## Exercise materials
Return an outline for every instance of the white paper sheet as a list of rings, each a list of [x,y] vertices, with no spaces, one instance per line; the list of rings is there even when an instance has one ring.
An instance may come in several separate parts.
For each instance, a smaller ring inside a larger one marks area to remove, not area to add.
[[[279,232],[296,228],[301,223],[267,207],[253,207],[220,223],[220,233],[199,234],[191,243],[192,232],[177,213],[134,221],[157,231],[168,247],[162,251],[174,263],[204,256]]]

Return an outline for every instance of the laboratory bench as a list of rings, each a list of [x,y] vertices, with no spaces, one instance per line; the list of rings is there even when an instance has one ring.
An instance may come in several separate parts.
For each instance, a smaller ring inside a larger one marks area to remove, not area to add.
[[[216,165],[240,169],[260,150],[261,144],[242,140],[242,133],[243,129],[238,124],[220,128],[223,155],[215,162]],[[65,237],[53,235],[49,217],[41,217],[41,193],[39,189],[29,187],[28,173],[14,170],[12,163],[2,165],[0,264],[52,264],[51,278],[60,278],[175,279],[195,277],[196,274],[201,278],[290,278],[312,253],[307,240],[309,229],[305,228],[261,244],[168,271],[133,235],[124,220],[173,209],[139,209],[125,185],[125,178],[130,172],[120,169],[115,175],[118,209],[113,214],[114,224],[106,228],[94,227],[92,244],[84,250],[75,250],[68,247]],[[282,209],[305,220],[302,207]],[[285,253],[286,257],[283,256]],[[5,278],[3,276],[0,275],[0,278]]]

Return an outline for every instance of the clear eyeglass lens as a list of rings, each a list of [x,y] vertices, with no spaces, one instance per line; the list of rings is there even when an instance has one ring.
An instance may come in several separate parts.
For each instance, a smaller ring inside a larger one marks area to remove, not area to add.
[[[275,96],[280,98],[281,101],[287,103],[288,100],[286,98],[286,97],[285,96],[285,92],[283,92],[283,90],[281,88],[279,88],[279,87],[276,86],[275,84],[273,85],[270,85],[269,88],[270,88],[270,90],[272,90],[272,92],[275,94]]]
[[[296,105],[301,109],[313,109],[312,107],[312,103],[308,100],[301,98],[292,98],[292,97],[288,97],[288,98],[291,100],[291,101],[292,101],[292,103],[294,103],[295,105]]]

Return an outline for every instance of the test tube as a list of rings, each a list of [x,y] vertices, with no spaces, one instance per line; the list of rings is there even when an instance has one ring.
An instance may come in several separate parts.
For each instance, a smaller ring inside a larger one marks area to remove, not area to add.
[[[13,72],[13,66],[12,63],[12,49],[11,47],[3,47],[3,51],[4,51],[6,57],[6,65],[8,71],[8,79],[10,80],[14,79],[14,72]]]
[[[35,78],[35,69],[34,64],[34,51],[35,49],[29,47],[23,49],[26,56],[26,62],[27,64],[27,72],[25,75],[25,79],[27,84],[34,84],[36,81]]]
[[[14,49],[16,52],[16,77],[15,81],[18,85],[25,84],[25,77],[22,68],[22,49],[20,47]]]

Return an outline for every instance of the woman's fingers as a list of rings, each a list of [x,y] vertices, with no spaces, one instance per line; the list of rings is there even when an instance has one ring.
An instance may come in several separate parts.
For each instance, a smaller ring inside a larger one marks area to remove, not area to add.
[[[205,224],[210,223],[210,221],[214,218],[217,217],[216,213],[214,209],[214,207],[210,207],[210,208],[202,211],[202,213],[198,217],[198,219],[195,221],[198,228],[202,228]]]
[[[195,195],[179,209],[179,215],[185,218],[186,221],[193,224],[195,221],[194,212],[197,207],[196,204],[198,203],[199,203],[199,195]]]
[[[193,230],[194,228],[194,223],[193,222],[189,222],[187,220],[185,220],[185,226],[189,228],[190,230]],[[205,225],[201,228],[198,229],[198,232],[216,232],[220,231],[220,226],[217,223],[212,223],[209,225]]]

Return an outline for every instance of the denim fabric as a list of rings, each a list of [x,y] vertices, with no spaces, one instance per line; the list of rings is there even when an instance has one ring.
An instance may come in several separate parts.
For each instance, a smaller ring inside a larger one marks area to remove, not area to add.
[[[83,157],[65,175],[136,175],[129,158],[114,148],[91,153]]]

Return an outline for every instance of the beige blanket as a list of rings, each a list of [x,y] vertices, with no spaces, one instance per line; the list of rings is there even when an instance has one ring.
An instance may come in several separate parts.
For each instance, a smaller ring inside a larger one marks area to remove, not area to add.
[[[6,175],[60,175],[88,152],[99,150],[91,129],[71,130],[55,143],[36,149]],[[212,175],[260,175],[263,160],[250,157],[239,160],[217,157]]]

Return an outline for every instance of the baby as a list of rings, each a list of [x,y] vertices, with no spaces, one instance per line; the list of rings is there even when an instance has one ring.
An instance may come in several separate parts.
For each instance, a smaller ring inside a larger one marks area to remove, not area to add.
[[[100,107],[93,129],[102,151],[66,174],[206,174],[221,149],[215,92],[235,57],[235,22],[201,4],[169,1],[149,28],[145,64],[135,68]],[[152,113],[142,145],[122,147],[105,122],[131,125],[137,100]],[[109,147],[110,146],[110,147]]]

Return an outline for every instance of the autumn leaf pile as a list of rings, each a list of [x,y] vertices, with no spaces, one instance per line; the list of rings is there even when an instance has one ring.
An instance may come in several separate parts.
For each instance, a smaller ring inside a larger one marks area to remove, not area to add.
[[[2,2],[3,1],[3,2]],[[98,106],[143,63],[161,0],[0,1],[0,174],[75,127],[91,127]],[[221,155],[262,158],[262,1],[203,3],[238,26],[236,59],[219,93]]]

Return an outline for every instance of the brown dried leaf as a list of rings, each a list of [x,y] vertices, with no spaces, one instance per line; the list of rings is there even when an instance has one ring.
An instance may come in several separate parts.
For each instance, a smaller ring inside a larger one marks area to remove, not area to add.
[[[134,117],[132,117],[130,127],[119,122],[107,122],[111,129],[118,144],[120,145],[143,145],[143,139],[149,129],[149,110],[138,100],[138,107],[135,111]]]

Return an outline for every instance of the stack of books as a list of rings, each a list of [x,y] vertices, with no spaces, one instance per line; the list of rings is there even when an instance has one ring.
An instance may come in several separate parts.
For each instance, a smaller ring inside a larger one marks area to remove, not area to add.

## What the task asks
Return all of the material above word for word, with no changes.

## Reply to the exercise
Return an outline for every instance of the white paper sheet as a list of rings, each a list of [x,y] vertices, with no spaces, one instance per line; the list of rings is there even when an instance has one ring.
An instance may come in several separate parts.
For each instance, a smaller ring inside a larger one marks area to remove, not area to add.
[[[279,232],[296,228],[301,223],[267,207],[253,207],[220,223],[220,233],[199,234],[191,243],[192,232],[177,213],[134,221],[157,231],[168,247],[162,251],[174,263],[204,256]]]

Return an outline for every instance of the laboratory bench as a list of rings, each a list of [x,y] vertices, with no spaces, one instance per line; the list of rings is there even when an instance has one ring.
An instance may come in several separate parts.
For each instance, a smaller ring inside a larger one marks area to remove, not area to add.
[[[216,165],[240,169],[260,150],[261,144],[242,140],[242,133],[243,129],[238,124],[220,128],[223,155],[215,162]],[[65,237],[53,235],[49,217],[41,217],[41,193],[39,189],[29,187],[28,173],[14,170],[12,163],[2,165],[0,264],[52,264],[51,278],[60,278],[175,279],[195,277],[196,274],[201,278],[290,278],[312,253],[307,240],[309,229],[305,228],[261,244],[168,271],[133,235],[124,220],[173,209],[139,209],[125,185],[125,178],[130,172],[120,169],[115,175],[118,209],[113,214],[114,224],[106,228],[94,227],[92,244],[84,250],[75,250],[68,247]],[[282,209],[305,220],[302,207]],[[285,253],[286,257],[283,256]],[[5,278],[3,276],[0,275],[0,278]]]

Return an outline for every instance of the clear eyeglass lens as a list of rings, each a list of [x,y] vertices, with no spaces, one instance per line; the list of rings is there even when an instance has one ring.
An instance may come in several separate parts.
For each instance, a smaller ring inside a larger one marks area to remove, not area to add.
[[[275,96],[280,98],[281,101],[287,103],[288,100],[286,98],[286,97],[285,96],[285,92],[283,92],[283,90],[281,88],[279,88],[279,87],[276,86],[275,84],[273,85],[270,85],[269,88],[270,88],[270,90],[272,90],[272,92],[275,94]]]
[[[296,105],[301,109],[313,109],[312,107],[312,103],[308,100],[301,98],[292,98],[292,97],[288,97],[288,98],[291,100],[291,101],[292,101],[292,103],[294,103],[295,105]]]

Return an outline for every instance of the test tube as a list of rings, each a list of [x,y] vertices, with no spaces, one instance per line; the list of rings is there even when an instance has one ring.
An instance may come in several separate parts.
For each instance, a smaller ring inside a larger one marks area to remove, not area to add.
[[[13,72],[13,66],[12,63],[12,49],[11,47],[3,47],[3,51],[4,51],[6,57],[6,65],[8,71],[8,79],[10,80],[14,79],[14,72]]]
[[[35,78],[35,69],[34,64],[34,51],[35,49],[29,47],[23,49],[26,56],[26,62],[27,64],[27,72],[25,75],[25,79],[27,84],[34,84],[36,81]]]
[[[14,49],[16,52],[16,77],[15,81],[18,85],[25,84],[25,77],[22,68],[22,49],[20,47]]]

Return an outline for every instance of the woman's fingers as a list of rings, each a list of [x,y] vertices, with no spaces, one instance per line; the list of rings is there even when an instance has one ring.
An instance may come in several separate parts.
For each instance, a smaller ring inside a larger one marks area to remove, not area to add.
[[[205,224],[210,223],[210,221],[214,218],[217,217],[216,213],[214,209],[214,207],[210,207],[210,208],[202,211],[202,213],[198,217],[198,219],[195,221],[198,228],[202,228]]]
[[[195,195],[179,209],[179,215],[185,218],[186,221],[193,224],[195,221],[194,212],[197,207],[196,204],[198,203],[199,203],[199,195]]]
[[[193,230],[194,228],[194,223],[193,222],[189,222],[187,220],[185,220],[185,226],[189,228],[190,230]],[[205,225],[201,228],[198,229],[198,232],[216,232],[220,231],[220,226],[217,223],[212,223],[209,225]]]

Return an outline for every instance of the denim fabric as a list of rings, each a list of [x,y] vertices, with no spaces, one instance per line; the list of rings is there even when an instance has one ring.
An instance may come in several separate parts.
For each instance, a smaller ring inside a larger one marks area to remove, not area to add.
[[[83,157],[65,175],[136,175],[129,158],[114,148],[91,153]]]

Return an outline for every instance of the beige blanket as a list of rings, each a list of [x,y] vertices, with no spaces, one instance per line; the list of rings is there even when an instance has one ring.
An instance may come in several separate parts.
For each instance, a smaller ring inside a larger one marks area to remove, not area to add.
[[[6,175],[60,175],[88,152],[99,150],[91,129],[71,130],[55,143],[36,149]],[[212,175],[260,175],[263,160],[250,157],[239,160],[217,157]]]

Return an outline for every instance of the baby as a list of rings, each a list of [x,y] vertices, with no spaces, one instance per line; the list of rings is there even when an instance has one ring.
An instance may come in several separate parts.
For each instance, a smaller ring inside a larger one marks area to remove, not area to add.
[[[100,107],[93,129],[102,151],[66,174],[206,174],[221,149],[215,92],[235,57],[235,22],[201,4],[169,1],[149,28],[145,64],[135,68]],[[152,113],[142,145],[122,147],[105,122],[131,125],[137,100]],[[109,147],[110,146],[110,147]]]

Return an outline for every instance of the autumn leaf pile as a list of rings, each a list of [x,y] vertices, with no spaces, one instance per line; the list of rings is there even when an instance has one ring.
An instance may come in several separate parts.
For each instance, a smaller ring inside a larger one marks area to remove, not area to add.
[[[2,2],[3,1],[3,2]],[[98,106],[143,63],[161,0],[0,1],[0,174],[75,127],[91,127]],[[221,155],[262,158],[262,1],[203,3],[238,26],[236,59],[219,93]]]

Return an outline for every instance of the brown dried leaf as a list of rings, each a list of [x,y] vertices, with no spaces, one instance per line; the list of rings is there even when an instance has one ring.
An instance may come in several separate parts.
For each instance, a smaller ring inside a larger one marks area to remove, not area to add.
[[[134,117],[132,117],[130,127],[119,122],[107,122],[111,129],[118,144],[120,145],[143,145],[143,139],[149,129],[149,110],[138,100],[138,107],[135,111]]]

Return an outline for every instance of the stack of books as a list of rings, each a list of [x,y] vertices, with no spaces, one instance per line; the list of rings is there even when an instance has one ring.
An instance may come in several separate parts.
For each instance, a smaller ring inside a larger one marks area to remove, not area to add.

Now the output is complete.